_Given task_
Count the lines in the items below that contain the string "water", with case counting, and reply with the number alone.

Items listed in a dataset

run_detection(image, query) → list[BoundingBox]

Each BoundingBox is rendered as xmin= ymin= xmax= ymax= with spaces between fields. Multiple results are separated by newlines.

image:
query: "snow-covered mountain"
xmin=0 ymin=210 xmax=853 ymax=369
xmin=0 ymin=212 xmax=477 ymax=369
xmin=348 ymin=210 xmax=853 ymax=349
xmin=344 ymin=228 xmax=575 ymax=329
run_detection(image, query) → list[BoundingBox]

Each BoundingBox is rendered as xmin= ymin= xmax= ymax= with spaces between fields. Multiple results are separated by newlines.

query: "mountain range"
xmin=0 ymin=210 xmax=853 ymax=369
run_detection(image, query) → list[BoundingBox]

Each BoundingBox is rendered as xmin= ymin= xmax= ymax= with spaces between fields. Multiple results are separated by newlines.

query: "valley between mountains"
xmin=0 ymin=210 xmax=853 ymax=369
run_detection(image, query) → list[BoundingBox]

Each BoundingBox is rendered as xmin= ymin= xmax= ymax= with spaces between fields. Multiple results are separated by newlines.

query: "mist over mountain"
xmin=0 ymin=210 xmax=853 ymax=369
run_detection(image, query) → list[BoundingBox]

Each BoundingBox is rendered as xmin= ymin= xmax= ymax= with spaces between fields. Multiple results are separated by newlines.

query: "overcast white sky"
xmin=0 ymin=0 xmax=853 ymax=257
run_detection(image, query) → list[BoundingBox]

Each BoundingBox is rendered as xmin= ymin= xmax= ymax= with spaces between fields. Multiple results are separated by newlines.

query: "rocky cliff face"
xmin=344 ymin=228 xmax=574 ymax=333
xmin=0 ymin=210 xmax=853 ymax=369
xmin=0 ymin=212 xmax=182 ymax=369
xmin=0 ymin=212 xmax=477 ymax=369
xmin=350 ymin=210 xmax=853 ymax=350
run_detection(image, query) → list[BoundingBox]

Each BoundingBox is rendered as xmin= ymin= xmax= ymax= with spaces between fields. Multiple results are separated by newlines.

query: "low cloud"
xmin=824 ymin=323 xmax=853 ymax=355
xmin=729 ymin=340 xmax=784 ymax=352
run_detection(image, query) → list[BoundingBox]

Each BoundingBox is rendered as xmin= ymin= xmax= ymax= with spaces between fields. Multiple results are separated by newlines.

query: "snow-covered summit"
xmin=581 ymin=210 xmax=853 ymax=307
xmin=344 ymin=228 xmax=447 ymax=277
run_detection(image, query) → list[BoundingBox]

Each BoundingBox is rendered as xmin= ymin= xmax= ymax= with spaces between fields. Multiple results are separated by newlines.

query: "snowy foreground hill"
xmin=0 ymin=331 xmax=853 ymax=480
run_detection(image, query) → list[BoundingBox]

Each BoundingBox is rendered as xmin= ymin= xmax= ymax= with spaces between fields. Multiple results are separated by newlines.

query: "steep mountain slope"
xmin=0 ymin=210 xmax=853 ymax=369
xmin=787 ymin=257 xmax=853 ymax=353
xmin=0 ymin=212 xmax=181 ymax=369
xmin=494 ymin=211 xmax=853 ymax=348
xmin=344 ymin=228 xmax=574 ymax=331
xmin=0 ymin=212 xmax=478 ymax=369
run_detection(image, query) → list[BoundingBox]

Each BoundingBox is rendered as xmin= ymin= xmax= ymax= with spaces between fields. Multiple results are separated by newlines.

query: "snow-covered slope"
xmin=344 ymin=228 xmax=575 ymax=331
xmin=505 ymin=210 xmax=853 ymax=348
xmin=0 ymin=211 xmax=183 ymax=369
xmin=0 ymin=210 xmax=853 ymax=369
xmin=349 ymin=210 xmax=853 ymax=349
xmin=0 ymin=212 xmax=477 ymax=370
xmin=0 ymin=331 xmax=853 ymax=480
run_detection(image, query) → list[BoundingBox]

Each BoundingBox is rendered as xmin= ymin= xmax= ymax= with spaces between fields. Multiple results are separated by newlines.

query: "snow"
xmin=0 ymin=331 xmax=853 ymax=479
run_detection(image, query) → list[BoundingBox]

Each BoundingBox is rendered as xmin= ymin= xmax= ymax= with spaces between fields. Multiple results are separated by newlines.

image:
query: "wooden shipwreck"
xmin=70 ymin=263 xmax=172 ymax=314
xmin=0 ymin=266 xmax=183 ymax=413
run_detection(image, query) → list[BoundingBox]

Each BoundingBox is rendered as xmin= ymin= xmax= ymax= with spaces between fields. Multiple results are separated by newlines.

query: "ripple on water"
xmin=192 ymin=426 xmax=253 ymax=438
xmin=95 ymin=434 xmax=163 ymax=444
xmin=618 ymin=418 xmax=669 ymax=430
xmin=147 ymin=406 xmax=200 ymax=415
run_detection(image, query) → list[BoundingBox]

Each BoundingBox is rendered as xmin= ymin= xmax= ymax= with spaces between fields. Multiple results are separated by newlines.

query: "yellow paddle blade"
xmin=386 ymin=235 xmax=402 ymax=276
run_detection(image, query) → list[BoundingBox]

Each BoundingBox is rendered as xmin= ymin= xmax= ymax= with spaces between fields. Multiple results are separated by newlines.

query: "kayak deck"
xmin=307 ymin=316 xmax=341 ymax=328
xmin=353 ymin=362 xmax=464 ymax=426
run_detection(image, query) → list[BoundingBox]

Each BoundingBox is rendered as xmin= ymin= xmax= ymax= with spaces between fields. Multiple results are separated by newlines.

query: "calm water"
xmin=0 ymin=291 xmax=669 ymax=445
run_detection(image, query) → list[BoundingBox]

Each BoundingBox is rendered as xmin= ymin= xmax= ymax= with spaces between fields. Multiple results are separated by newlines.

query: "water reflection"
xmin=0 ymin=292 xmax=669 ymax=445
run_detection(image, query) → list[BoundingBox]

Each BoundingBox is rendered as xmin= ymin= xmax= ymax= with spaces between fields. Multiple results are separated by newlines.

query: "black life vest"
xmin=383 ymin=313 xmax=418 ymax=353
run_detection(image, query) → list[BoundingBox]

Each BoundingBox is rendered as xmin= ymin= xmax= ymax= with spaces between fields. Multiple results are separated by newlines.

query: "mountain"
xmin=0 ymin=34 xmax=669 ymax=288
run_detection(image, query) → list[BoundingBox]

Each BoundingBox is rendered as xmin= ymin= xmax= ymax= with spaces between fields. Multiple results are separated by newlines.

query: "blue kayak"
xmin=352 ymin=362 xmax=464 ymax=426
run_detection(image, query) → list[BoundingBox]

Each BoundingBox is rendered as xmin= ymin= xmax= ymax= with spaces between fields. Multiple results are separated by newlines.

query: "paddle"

_Task solution_
3